RECORDS SHOWN:
******

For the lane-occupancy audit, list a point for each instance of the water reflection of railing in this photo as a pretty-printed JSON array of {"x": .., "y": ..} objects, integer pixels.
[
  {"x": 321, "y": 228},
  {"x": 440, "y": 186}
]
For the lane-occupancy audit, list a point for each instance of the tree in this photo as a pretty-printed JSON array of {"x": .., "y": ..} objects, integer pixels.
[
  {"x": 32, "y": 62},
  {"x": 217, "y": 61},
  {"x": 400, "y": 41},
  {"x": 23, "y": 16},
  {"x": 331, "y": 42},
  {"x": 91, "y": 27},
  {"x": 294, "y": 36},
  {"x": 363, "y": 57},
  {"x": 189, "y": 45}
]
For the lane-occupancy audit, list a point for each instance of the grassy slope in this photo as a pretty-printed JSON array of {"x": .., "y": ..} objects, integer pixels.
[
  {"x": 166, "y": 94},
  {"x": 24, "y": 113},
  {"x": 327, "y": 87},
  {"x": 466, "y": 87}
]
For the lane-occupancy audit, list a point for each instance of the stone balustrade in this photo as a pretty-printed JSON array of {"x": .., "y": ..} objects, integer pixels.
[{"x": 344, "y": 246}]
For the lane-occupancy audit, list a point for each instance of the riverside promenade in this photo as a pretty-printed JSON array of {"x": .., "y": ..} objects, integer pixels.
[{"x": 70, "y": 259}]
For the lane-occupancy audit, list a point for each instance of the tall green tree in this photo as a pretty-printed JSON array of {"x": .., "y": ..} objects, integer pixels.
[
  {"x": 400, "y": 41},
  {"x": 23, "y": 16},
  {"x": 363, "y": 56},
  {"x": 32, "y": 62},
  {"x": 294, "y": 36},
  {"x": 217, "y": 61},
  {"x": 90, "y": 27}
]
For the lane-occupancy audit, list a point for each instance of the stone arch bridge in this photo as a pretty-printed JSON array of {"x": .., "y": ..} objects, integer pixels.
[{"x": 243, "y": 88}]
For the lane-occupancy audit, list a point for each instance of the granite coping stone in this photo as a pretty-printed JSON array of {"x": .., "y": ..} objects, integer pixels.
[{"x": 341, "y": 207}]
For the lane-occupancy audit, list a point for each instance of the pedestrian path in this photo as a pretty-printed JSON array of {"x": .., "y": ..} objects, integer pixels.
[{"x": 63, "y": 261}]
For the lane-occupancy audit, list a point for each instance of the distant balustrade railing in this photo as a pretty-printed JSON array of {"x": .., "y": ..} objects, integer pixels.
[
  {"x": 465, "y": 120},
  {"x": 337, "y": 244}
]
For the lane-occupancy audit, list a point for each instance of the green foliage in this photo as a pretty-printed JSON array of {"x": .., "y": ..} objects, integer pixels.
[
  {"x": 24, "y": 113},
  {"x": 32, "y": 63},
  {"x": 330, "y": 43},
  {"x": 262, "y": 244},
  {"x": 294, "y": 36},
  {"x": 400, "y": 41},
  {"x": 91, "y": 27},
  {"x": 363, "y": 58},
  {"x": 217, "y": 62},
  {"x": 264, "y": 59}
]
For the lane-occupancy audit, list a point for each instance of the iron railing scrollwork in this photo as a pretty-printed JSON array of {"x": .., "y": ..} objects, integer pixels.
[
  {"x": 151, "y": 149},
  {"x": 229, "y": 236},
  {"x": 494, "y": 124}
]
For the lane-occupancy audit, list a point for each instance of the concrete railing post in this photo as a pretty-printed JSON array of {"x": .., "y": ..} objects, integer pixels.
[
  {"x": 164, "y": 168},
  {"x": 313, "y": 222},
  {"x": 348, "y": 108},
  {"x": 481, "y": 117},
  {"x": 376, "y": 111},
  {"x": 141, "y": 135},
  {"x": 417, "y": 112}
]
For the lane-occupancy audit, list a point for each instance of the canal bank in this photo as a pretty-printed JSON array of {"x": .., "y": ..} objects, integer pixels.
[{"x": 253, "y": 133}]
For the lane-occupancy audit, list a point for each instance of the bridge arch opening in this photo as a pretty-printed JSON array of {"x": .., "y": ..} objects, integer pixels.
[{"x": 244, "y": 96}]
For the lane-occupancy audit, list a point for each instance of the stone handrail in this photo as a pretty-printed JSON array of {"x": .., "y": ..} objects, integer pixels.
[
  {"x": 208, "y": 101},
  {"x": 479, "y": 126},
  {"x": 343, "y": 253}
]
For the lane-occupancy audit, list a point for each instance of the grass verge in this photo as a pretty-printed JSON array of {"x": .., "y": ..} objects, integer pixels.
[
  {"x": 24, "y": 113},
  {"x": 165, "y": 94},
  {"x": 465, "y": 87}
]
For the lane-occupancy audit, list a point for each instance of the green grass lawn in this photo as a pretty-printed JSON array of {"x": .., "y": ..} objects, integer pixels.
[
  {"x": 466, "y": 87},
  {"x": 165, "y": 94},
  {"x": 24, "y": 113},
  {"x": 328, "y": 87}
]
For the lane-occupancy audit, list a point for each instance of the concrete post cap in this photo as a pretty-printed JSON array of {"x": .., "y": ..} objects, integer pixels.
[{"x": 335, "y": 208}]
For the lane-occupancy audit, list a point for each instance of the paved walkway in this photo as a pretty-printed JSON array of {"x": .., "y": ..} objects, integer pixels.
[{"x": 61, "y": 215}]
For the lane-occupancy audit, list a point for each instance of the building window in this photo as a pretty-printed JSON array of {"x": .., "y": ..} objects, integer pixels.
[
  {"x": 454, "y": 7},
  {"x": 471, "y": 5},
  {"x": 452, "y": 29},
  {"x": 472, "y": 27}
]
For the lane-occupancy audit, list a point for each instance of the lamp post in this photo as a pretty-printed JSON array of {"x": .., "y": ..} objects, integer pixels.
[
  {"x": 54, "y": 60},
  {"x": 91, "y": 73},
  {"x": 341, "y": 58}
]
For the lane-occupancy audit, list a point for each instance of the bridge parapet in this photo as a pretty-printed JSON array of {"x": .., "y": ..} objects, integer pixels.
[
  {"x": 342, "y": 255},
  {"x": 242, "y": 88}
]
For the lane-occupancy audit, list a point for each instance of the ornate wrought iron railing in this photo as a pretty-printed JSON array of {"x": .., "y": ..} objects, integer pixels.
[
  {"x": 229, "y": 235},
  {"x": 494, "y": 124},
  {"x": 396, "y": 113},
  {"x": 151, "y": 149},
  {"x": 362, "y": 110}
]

******

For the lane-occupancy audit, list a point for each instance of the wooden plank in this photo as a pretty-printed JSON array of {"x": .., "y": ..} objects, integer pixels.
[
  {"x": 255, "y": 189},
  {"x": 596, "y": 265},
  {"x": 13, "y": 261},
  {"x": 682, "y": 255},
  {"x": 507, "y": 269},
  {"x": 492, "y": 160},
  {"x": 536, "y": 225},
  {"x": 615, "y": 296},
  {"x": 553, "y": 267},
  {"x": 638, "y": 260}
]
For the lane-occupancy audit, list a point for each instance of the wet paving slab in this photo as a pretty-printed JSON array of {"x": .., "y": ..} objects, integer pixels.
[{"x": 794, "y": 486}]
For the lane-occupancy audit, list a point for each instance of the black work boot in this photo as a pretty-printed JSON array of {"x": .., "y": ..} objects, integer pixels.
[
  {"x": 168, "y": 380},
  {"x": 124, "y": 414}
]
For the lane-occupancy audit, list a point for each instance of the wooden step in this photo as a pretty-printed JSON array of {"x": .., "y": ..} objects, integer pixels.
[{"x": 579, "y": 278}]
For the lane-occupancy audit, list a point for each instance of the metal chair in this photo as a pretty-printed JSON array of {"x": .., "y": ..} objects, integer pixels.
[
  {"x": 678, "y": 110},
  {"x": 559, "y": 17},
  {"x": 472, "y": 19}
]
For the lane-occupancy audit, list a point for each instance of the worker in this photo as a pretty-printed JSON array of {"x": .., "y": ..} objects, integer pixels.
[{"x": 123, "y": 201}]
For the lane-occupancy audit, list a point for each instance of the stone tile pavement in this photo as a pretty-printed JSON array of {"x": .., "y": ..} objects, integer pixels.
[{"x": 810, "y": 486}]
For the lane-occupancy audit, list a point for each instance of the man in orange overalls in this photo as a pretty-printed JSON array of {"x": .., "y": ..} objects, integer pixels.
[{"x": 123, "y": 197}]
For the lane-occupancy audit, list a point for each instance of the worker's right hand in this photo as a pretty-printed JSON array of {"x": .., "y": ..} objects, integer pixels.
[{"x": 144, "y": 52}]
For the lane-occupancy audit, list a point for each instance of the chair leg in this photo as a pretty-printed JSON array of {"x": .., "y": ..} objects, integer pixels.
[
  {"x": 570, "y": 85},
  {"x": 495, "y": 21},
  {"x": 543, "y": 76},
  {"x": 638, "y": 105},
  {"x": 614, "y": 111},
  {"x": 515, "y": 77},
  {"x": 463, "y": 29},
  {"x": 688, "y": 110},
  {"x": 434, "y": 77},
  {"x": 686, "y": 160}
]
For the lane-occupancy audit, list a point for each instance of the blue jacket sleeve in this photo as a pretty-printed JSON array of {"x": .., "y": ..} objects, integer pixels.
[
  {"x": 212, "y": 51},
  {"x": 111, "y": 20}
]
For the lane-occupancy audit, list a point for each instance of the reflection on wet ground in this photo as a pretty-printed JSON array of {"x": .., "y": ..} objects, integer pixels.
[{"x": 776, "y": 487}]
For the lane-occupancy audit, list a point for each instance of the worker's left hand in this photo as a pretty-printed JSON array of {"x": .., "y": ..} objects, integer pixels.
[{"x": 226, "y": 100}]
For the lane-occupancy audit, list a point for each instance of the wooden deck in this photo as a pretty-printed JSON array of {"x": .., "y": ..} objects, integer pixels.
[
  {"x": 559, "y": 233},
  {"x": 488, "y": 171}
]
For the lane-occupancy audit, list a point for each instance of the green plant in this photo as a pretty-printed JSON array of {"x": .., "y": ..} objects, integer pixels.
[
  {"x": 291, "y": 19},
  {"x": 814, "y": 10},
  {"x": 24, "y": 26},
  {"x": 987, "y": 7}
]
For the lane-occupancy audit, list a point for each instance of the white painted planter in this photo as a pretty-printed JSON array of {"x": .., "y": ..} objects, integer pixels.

******

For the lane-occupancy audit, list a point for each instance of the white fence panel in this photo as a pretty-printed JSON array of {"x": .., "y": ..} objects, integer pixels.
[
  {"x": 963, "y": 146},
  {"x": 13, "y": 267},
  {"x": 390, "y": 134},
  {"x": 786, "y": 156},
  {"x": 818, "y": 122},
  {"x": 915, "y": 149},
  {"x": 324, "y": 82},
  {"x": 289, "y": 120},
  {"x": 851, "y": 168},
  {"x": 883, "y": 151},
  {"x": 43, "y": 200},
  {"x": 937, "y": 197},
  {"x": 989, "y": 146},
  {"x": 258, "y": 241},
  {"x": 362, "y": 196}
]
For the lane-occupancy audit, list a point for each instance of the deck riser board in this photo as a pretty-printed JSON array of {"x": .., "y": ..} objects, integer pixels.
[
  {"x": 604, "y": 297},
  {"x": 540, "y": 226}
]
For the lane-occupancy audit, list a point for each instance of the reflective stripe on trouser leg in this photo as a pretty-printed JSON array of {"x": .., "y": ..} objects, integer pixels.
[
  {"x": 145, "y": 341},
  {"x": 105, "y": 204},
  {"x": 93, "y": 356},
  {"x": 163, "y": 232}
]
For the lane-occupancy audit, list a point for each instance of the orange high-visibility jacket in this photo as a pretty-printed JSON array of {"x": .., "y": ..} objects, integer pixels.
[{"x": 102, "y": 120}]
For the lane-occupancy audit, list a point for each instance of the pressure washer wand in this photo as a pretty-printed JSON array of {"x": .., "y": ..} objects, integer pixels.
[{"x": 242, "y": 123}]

******

EXERCISE: Pull out every line of the listing above that contains the word "orange".

RESPONSE BELOW:
For the lane-occupancy audit, list a point for each instance of the man in orange overalls in this photo as a pretty-printed JSON array of {"x": .., "y": ..} objects, integer pixels.
For the lane-occupancy audit, list a point for each instance of the orange high-visibility jacket in this photo as a pretty-printed JSON array of {"x": .., "y": ..} objects, integer pixels.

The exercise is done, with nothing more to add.